### [AIM OF THE EXERCISE]
Please render each line of the records below as a Markdown table with the columns Row and Line, numbering the rows in order and leaving out any blank lines.

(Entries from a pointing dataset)
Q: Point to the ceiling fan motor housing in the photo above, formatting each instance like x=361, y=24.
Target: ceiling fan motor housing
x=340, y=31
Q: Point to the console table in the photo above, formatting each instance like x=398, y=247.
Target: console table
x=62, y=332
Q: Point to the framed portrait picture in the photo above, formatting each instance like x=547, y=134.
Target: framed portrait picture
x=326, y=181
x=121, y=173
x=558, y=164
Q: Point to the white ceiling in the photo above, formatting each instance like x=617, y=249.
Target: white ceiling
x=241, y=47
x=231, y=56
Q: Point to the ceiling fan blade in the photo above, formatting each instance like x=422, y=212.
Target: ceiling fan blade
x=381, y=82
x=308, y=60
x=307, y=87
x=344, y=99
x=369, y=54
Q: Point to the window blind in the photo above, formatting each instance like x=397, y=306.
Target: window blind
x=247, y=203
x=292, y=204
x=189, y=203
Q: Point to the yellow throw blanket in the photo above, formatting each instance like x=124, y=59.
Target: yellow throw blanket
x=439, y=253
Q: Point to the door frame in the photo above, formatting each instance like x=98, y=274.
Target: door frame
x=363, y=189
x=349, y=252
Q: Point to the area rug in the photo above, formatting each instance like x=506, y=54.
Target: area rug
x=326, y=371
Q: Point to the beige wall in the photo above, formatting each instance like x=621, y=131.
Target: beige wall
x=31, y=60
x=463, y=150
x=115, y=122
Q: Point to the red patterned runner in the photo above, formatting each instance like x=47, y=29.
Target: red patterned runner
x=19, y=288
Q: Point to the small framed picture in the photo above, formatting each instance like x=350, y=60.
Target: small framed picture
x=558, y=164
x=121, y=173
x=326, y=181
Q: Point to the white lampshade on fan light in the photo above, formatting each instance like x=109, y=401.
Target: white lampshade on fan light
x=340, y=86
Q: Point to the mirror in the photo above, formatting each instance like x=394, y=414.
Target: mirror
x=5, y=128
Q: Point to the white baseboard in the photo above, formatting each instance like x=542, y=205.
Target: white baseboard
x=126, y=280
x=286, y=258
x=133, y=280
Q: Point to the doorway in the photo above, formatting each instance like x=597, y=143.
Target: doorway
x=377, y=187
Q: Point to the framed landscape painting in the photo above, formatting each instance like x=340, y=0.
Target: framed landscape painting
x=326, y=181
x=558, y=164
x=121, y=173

### [RESPONSE]
| Row | Line |
|---|---|
| 1 | Q: Point to the ceiling fan motor housing in the photo above, formatting each instance like x=361, y=24. |
| 2 | Target: ceiling fan motor housing |
| 3 | x=340, y=31 |
| 4 | Q: Point to the console table in the photo above, formatting each instance like x=398, y=247. |
| 5 | Target: console table |
| 6 | x=62, y=332 |
| 7 | Q: Point to the framed portrait picture in the photo above, formatting each instance like x=547, y=134. |
| 8 | Target: framed portrait picture |
| 9 | x=326, y=181 |
| 10 | x=121, y=173 |
| 11 | x=558, y=164 |
| 12 | Q: Point to the white ceiling in the photo above, formatting each instance like x=617, y=249. |
| 13 | Target: white ceiling |
| 14 | x=241, y=47 |
| 15 | x=231, y=56 |
| 16 | Q: Point to the ceiling fan blade in the photo above, formatting each instance like x=422, y=212. |
| 17 | Target: ceiling fan blade |
| 18 | x=381, y=82 |
| 19 | x=308, y=60 |
| 20 | x=307, y=87 |
| 21 | x=344, y=99 |
| 22 | x=369, y=54 |
| 23 | Q: Point to the window blind in the photo above, formatting each instance like x=397, y=306. |
| 24 | Target: window blind |
| 25 | x=247, y=203 |
| 26 | x=292, y=204 |
| 27 | x=189, y=203 |
| 28 | Q: Point to the yellow throw blanket in the photo above, formatting each instance like x=124, y=59. |
| 29 | Target: yellow throw blanket |
| 30 | x=439, y=253 |
| 31 | Q: Point to the door frame in the photo above, formatting each instance like x=98, y=274. |
| 32 | Target: door frame |
| 33 | x=363, y=189 |
| 34 | x=349, y=252 |
| 35 | Q: Point to the area rug in the photo above, formatting each instance like x=506, y=54. |
| 36 | Target: area rug |
| 37 | x=326, y=371 |
| 38 | Q: Point to the beige wall in the photo above, formatting each instance like x=621, y=131. |
| 39 | Target: beige wall |
| 40 | x=31, y=60 |
| 41 | x=463, y=150 |
| 42 | x=115, y=122 |
| 43 | Q: Point to the red patterned runner in the photo above, formatting each instance like x=47, y=29. |
| 44 | Target: red patterned runner |
| 45 | x=19, y=288 |
| 46 | Q: Point to the small framed picture in the photo above, formatting each instance like x=350, y=60. |
| 47 | Target: small framed picture |
| 48 | x=558, y=164 |
| 49 | x=121, y=173 |
| 50 | x=326, y=181 |
| 51 | Q: Point to the white lampshade on fan light in the photo above, formatting each instance like x=109, y=401. |
| 52 | Target: white lampshade on fan light |
| 53 | x=340, y=86 |
| 54 | Q: Point to the mirror in the photo above, formatting each instance like x=394, y=414. |
| 55 | Target: mirror |
| 56 | x=5, y=128 |
| 57 | Q: Point to the white baseboard in the photo above, formatting each instance like x=542, y=205. |
| 58 | Target: white baseboard |
| 59 | x=126, y=280 |
| 60 | x=286, y=258 |
| 61 | x=133, y=280 |
| 62 | Q: Point to the doorway in the photo above, formatting each instance like x=597, y=143. |
| 63 | Target: doorway |
| 64 | x=377, y=187 |
| 65 | Q: Point to the framed landscape painting in the photo above, formatting each instance like x=340, y=0. |
| 66 | Target: framed landscape painting |
| 67 | x=326, y=181 |
| 68 | x=558, y=164 |
| 69 | x=121, y=173 |